- Exercise task -
Pull out each line of the records below that contains the word "tree", and copy those lines in full.
======== Records for this exercise ========
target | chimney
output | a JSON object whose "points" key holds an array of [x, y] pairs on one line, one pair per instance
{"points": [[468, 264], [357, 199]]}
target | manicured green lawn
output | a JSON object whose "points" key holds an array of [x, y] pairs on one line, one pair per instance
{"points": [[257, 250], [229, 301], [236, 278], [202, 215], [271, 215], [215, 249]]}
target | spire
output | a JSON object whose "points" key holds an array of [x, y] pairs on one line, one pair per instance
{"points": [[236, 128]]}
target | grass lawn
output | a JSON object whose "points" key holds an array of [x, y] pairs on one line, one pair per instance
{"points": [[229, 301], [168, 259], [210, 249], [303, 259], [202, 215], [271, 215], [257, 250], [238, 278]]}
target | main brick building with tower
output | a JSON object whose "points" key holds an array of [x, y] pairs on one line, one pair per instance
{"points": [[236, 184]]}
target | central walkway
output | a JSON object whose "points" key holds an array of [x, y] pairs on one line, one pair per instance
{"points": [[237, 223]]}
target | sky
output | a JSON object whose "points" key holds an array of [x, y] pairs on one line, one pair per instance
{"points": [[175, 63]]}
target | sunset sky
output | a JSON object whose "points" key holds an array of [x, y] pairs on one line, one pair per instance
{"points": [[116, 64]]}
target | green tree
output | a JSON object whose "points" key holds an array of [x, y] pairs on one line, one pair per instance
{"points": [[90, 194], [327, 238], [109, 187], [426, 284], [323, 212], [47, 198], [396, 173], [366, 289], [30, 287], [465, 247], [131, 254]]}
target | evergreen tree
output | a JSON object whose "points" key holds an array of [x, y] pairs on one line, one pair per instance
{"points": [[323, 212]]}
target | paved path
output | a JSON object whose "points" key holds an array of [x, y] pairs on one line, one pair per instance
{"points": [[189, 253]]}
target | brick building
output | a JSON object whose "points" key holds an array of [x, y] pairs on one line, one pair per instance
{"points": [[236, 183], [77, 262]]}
========
======== Records for this exercise ========
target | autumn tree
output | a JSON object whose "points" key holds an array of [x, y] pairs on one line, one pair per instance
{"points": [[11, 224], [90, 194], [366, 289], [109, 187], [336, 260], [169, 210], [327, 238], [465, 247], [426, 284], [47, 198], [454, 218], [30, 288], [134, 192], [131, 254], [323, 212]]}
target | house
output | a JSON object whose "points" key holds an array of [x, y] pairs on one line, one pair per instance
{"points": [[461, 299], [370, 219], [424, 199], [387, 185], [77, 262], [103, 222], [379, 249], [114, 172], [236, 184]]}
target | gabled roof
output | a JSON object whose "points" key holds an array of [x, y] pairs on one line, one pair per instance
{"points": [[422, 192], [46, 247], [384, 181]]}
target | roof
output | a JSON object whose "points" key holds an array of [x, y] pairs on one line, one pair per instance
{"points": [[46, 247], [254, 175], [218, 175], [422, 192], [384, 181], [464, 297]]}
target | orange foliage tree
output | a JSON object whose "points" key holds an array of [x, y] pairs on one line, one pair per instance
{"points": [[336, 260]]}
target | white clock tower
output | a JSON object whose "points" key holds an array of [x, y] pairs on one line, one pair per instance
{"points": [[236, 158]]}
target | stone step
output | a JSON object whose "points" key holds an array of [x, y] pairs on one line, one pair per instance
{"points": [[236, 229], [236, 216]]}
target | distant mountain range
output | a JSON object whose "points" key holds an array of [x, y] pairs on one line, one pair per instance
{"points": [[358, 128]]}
========
- Written response -
target | green tree
target | evergreen tree
target | autumn tree
target | orange foliage tree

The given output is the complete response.